→ Task requirements
a: From the grand rounds announcement, extract the passage that begins at the words "He has co-founded" and stops after the words "FDA (in 2010).".
b: Name every company that the grand rounds announcement says Dr. Engleman co-founded.

=== Document section ===

Medicine Grand Rounds: Targeting Dendritic Cells for Tumor Immunotherapy

When:
May 24, 2017 @ 8:00 am – 9:00 am
2017-05-24T08:00:00-07:00
2017-05-24T09:00:00-07:00
Where:
Alway M106
Stanford University
300 Pasteur Drive, Stanford, CA 94304
USA
Cost:
Free
Contact:
Department of Medicine
(650) 736-9160
Medicine Grand Rounds: Targeting Dendritic Cells for Tumor Immunotherapy @ Alway M106  | Stanford | California | United States

Presenter: Edgar Engleman, MD
Professor, Pathology and Immunology & Rheumatology
Stanford University

Please note: This event will be held in Alway M106

Dr. Engleman is Professor of Pathology and Medicine at Stanford University School of Medicine, where he oversees the Stanford Blood Center and his own immunology research group. An editor of numerous scientific journals and the inventor of multiple patented technologies, Dr. Engleman has authored more than 250 publications in medical and scientific journals and has trained more than 200 graduate students and postdoctoral fellows.

He has co-founded a number of biopharmaceutical companies including Cetus Immune, Genelabs, National Medical Audit and Dendreon. He is the lead inventor of the technology underlying Provenge, Dendreon’s cancer vaccine, which was shown to extend life for patients with metastatic prostate cancer with remarkably few side effects. Provenge is the first active immunotherapeutic agent to be approved by the FDA (in 2010).

Dr. Engleman currently serves on the boards of several private biotechnology companies. He received his B.A. from Harvard University and his M.D. from Columbia University School of Medicine.

Dr. Engleman’s research is directed at understanding the role of the cellular immune system in cancer and other life threatening conditions and in evaluating the potential to manipulate immune cells for the treatment of these diseases. They have been particularly interested in dendritic cells (DC) and their “first generation” methods for isolating and arming human DC with tumor antigens provided the basis for the Sipuleucel-T (aka Provenge) vaccine that was approved by the FDA in 2010 for the treatment of advanced prostate cancer. More recently, the lab has been studying functionally distinct DC populations, including DC that promote tumor formation and metastases, as well as DC that can induce anti-tumor immunity.

=== Study material ===

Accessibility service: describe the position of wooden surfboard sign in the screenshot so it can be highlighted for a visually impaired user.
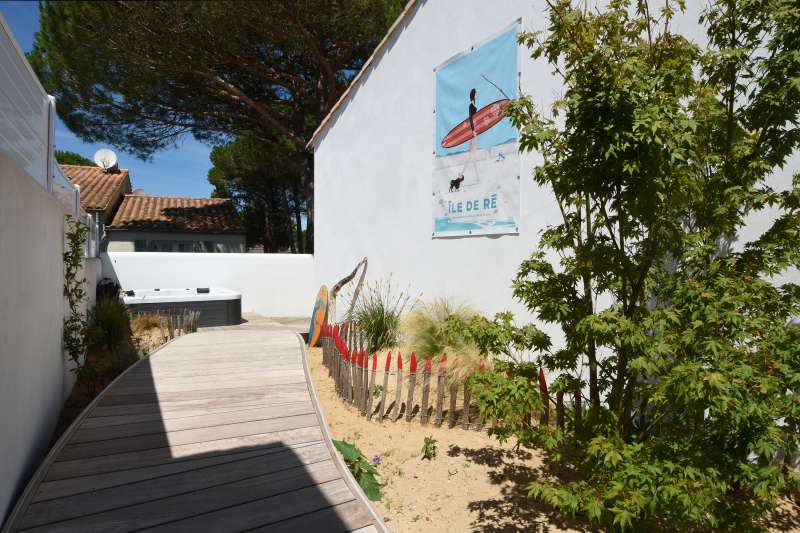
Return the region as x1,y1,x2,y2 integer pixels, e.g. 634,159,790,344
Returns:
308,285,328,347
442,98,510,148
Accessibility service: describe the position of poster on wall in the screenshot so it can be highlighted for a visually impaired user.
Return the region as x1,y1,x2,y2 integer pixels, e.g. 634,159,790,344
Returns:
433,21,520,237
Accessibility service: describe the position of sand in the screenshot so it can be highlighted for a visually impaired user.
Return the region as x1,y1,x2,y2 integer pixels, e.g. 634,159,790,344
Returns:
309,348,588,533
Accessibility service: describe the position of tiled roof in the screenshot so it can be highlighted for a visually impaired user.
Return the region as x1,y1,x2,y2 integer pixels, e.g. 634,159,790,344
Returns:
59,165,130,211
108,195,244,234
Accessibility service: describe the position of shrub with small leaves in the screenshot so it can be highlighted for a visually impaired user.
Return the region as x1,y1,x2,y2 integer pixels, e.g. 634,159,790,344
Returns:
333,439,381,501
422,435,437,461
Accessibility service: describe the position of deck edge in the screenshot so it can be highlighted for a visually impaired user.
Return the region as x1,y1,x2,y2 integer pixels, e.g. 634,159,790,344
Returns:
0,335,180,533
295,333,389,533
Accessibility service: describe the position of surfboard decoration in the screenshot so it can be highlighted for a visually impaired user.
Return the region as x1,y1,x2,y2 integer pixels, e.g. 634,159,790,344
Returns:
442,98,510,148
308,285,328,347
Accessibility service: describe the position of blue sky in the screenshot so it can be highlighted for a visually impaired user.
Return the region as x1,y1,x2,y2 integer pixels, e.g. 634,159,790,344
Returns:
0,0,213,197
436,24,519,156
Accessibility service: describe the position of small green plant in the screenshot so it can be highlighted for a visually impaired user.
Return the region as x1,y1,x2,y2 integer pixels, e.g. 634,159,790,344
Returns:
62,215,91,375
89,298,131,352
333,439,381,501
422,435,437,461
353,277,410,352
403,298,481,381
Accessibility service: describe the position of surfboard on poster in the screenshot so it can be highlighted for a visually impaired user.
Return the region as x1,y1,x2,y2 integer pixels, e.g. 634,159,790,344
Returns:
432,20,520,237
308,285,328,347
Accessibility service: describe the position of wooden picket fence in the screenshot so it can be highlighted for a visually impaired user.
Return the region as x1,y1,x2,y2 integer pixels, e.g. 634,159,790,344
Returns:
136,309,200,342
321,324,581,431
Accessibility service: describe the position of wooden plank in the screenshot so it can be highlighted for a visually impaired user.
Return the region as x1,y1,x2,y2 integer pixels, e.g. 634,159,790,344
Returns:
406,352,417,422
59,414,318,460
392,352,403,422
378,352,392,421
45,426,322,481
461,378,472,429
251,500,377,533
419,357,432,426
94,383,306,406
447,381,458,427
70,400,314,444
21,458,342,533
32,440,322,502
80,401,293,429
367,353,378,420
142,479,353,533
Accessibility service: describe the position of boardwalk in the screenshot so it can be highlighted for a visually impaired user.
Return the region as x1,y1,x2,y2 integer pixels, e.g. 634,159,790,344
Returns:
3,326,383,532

===

→ Solutions
a:
He has co-founded a number of biopharmaceutical companies including Cetus Immune, Genelabs, National Medical Audit and Dendreon. He is the lead inventor of the technology underlying Provenge, Dendreon’s cancer vaccine, which was shown to extend life for patients with metastatic prostate cancer with remarkably few side effects. Provenge is the first active immunotherapeutic agent to be approved by the FDA (in 2010).

b: Cetus Immune, Genelabs, National Medical Audit, Dendreon